(GOAL 1): From the mailing-list message on ordered collections, extract the passage between "Re: how to: ordered" and "than Threats :-)", inclusive.

---

Re: how to: ordered collection of a Concept from Stella Dextre Clarke on 2013-11-16 (public-esw-thes@w3.org from November 2013)

From: Stella Dextre Clarke <stella@lukehouse.org>
Date: Sat, 16 Nov 2013 20:36:59 +0000
To: "ZENG, MARCIA" <mzeng@kent.edu>
CC: "vladimir.alexiev@ontotext.com" <vladimir.alexiev@ontotext.com>, "public-esw-thes@w3.org" <public-esw-thes@w3.org>, "L.Will@willpowerinfo.co.uk" <L.Will@willpowerinfo.co.uk>, Joan Cobb <JCobb@getty.edu>, "PHarpring@getty.edu" <PHarpring@getty.edu>, "Garcia, Gregg" <GGarcia@getty.edu>
Message-ID: <5287D76B.9070905@lukehouse.org>
On 16/11/2013 17:25, ZENG, MARCIA wrote:
> Hi, Stella, There have been two threats going on for the same
> questions.
Hopefully they are Threads rather than Threats :-)
But yes it's hard to reply to any of it without feeling a bit lost.

 > I am including all of them in this thread so they could see what you
 > suggested to Vladimir.
> I summarize two sorts of issues:
>
> Issue 1. Regarding ordered siblings. As I indicated before, 'ordered
> children' is the 'ordered siblings' issue. Patricia explained
> clearly: (1) In AAT, the siblings are by default alphabetical except
> if another order is strongly warranted (e.g., due to a time-based
> orientation, in cases where it would be confusing and seem wrong to
> expert end-users if the order were alphabetical). (2) The order is
> coded in the database, so the siblings being either a) alpha or b)

---

(GOAL 2): Copy, word for word, the lines of the records below between the lines holding "out the drilled" and "[(417, 393)]", inclusive.

(MATERIAL TO PROCESS):
---

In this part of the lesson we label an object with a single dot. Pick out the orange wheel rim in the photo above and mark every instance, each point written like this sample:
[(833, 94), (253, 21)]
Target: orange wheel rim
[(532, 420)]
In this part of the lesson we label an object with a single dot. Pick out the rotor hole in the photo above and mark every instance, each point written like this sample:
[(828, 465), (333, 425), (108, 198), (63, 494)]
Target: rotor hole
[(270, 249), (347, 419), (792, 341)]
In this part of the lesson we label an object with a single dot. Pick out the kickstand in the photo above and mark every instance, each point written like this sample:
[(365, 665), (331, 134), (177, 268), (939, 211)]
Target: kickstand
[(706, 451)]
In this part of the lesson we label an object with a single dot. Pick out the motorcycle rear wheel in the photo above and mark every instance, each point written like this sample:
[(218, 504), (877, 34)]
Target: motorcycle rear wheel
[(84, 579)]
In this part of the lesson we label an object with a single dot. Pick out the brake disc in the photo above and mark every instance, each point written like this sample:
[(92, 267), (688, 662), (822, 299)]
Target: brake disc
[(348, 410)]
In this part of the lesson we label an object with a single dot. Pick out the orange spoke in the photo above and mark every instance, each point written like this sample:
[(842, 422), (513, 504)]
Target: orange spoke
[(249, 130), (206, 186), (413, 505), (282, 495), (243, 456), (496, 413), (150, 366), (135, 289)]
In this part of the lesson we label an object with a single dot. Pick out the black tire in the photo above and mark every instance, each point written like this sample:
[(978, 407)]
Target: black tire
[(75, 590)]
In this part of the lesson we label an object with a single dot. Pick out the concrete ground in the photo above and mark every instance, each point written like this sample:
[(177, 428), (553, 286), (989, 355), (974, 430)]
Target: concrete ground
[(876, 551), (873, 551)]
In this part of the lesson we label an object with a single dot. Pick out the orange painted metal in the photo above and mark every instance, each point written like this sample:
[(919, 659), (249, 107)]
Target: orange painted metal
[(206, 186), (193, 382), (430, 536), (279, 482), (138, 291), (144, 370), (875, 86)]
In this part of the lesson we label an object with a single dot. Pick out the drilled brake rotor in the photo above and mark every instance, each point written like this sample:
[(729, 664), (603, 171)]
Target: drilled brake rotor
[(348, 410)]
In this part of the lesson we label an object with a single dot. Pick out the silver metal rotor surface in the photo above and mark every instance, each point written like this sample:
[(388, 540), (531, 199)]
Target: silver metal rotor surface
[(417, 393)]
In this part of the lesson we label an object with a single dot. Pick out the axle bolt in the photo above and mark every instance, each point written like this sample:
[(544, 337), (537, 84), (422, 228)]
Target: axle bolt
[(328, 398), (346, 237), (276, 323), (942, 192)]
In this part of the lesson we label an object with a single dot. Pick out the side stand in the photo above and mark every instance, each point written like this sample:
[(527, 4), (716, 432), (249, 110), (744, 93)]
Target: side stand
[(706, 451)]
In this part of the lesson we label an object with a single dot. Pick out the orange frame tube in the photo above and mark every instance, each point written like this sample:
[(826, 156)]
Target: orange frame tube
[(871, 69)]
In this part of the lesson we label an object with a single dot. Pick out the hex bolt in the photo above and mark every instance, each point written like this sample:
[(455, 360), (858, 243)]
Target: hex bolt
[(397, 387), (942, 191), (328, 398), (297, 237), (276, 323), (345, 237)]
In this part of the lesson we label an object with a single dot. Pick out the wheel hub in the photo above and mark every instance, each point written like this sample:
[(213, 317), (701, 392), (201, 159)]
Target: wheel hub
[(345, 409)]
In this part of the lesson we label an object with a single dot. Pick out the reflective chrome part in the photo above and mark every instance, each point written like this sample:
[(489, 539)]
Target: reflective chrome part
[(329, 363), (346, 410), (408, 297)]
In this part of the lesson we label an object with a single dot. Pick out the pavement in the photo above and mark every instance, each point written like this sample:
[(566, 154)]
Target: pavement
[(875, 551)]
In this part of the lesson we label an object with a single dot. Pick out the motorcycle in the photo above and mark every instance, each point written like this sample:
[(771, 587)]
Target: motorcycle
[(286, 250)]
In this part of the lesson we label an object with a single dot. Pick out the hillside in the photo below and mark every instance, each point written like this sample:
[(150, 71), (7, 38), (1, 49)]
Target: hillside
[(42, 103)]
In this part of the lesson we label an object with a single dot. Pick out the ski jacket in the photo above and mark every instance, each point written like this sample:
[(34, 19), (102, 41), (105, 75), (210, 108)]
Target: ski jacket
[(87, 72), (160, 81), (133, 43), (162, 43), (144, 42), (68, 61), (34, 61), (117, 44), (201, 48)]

---

(COMPLETE RESPONSE 1):
Re: how to: ordered collection of a Concept from Stella Dextre Clarke on 2013-11-16 (public-esw-thes@w3.org from November 2013)

From: Stella Dextre Clarke <stella@lukehouse.org>
Date: Sat, 16 Nov 2013 20:36:59 +0000
To: "ZENG, MARCIA" <mzeng@kent.edu>
CC: "vladimir.alexiev@ontotext.com" <vladimir.alexiev@ontotext.com>, "public-esw-thes@w3.org" <public-esw-thes@w3.org>, "L.Will@willpowerinfo.co.uk" <L.Will@willpowerinfo.co.uk>, Joan Cobb <JCobb@getty.edu>, "PHarpring@getty.edu" <PHarpring@getty.edu>, "Garcia, Gregg" <GGarcia@getty.edu>
Message-ID: <5287D76B.9070905@lukehouse.org>
On 16/11/2013 17:25, ZENG, MARCIA wrote:
> Hi, Stella, There have been two threats going on for the same
> questions.
Hopefully they are Threads rather than Threats :-)

(COMPLETE RESPONSE 2):
In this part of the lesson we label an object with a single dot. Pick out the drilled brake rotor in the photo above and mark every instance, each point written like this sample:
[(729, 664), (603, 171)]
Target: drilled brake rotor
[(348, 410)]
In this part of the lesson we label an object with a single dot. Pick out the silver metal rotor surface in the photo above and mark every instance, each point written like this sample:
[(388, 540), (531, 199)]
Target: silver metal rotor surface
[(417, 393)]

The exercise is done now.